━━━━━ Source data

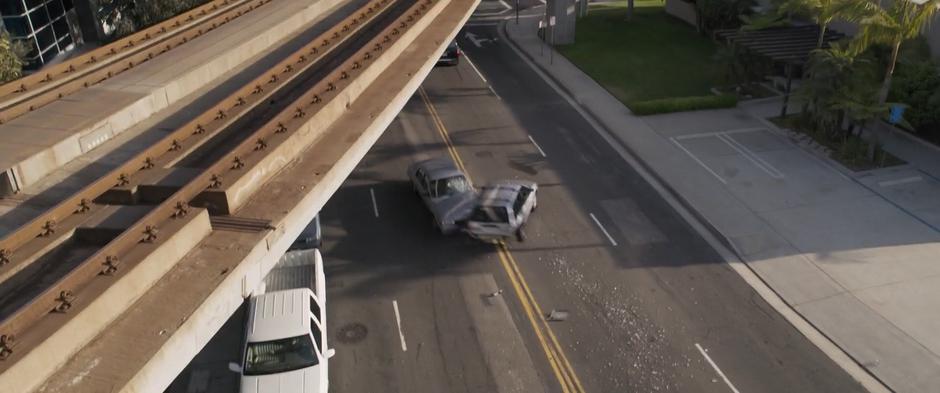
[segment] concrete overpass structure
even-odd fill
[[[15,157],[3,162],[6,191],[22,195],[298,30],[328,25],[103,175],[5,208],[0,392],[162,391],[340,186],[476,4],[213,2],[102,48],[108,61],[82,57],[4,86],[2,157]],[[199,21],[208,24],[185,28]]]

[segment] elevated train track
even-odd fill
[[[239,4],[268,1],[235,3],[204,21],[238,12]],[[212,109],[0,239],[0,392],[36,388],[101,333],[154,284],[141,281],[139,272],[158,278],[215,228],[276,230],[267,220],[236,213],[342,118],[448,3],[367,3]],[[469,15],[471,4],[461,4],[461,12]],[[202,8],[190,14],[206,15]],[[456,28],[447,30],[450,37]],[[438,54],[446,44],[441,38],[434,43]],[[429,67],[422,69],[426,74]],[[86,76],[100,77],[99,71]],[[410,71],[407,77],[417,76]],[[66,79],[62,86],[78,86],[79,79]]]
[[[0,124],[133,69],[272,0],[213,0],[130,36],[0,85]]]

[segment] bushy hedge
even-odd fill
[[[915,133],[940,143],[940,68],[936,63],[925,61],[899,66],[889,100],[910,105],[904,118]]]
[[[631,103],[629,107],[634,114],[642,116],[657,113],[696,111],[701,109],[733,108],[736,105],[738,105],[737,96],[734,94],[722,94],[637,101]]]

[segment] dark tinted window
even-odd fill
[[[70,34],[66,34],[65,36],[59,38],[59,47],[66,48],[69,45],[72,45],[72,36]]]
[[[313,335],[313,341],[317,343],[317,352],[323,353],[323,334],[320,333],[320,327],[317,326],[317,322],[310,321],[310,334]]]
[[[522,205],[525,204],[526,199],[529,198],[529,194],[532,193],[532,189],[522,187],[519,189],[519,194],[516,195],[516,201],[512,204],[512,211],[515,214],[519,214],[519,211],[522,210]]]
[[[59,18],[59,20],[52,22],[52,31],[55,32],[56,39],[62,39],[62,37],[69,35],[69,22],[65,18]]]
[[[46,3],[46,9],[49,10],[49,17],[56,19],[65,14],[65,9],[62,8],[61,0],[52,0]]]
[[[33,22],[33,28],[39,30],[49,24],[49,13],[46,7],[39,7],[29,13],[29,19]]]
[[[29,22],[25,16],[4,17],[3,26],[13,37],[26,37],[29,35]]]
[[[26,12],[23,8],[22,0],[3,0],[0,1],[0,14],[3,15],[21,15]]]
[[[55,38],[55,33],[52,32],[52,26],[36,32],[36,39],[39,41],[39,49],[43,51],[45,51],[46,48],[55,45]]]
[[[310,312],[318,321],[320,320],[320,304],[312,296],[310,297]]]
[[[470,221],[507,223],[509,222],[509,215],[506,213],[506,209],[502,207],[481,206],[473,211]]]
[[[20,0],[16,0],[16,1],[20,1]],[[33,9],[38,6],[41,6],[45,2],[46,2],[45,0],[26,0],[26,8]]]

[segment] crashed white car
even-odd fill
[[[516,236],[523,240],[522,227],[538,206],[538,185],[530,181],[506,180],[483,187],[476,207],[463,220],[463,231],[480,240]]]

━━━━━━━━━━

* **What is needed**
Set down every entry above verbatim, without pictures.

* **Solution to this task**
[segment] concrete overpass structure
even-odd fill
[[[15,157],[3,162],[6,191],[22,195],[298,30],[328,25],[103,175],[5,208],[0,392],[162,391],[340,186],[476,4],[213,2],[102,48],[108,61],[82,57],[4,86],[2,157]],[[199,21],[208,24],[185,28]]]

[segment] elevated train track
even-odd fill
[[[239,4],[268,1],[235,3],[204,21],[238,12]],[[212,109],[0,239],[0,392],[36,388],[101,333],[154,284],[141,281],[139,272],[158,278],[215,228],[276,230],[267,220],[236,213],[342,118],[448,3],[367,3]],[[469,15],[471,4],[461,4],[461,12]],[[202,8],[190,14],[206,15]],[[456,28],[447,30],[450,37]],[[438,54],[446,44],[441,38],[434,43]],[[429,67],[422,69],[426,74]],[[86,76],[100,77],[99,71]],[[410,71],[407,77],[417,76]],[[66,79],[62,86],[78,86],[79,79]]]
[[[0,124],[133,69],[272,0],[213,0],[130,36],[0,85]]]

[segment] bushy hedge
even-odd fill
[[[915,133],[940,143],[940,68],[936,63],[925,61],[899,66],[889,100],[910,105],[904,118]]]
[[[631,103],[629,107],[634,114],[642,116],[657,113],[696,111],[701,109],[733,108],[736,105],[738,105],[737,96],[734,94],[722,94],[637,101]]]

[segment] dark tinted window
even-odd fill
[[[70,34],[66,34],[65,36],[59,38],[59,47],[66,48],[69,45],[72,45],[72,36]]]
[[[313,335],[313,341],[317,343],[317,352],[323,353],[323,334],[320,333],[320,327],[317,326],[317,322],[310,321],[310,334]]]
[[[522,205],[525,204],[526,199],[529,198],[529,194],[532,193],[532,189],[522,187],[519,189],[519,194],[516,195],[516,201],[512,204],[512,211],[515,214],[519,214],[519,211],[522,210]]]
[[[59,18],[59,20],[52,22],[52,31],[55,32],[56,39],[62,39],[62,37],[69,35],[69,22],[65,18]]]
[[[46,3],[46,9],[49,10],[49,17],[56,19],[65,14],[65,9],[62,8],[61,0],[52,0]]]
[[[33,22],[33,28],[39,30],[49,24],[49,13],[46,7],[39,7],[29,13],[29,19]]]
[[[29,22],[25,16],[4,17],[3,26],[13,37],[26,37],[29,35]]]
[[[26,12],[23,8],[22,0],[3,0],[0,1],[0,14],[3,15],[21,15]]]
[[[55,38],[55,33],[52,32],[52,26],[36,32],[36,39],[39,41],[39,49],[43,51],[45,51],[46,48],[55,45]]]
[[[310,312],[318,321],[320,320],[320,304],[312,296],[310,297]]]
[[[470,221],[507,223],[509,222],[509,215],[506,213],[506,209],[502,207],[481,206],[473,211]]]
[[[20,0],[16,0],[16,1],[20,1]],[[33,9],[38,6],[41,6],[45,2],[46,2],[45,0],[26,0],[26,8]]]

[segment] crashed white car
even-odd fill
[[[516,236],[523,240],[522,227],[538,206],[538,185],[530,181],[506,180],[483,187],[476,207],[463,220],[463,231],[480,240]]]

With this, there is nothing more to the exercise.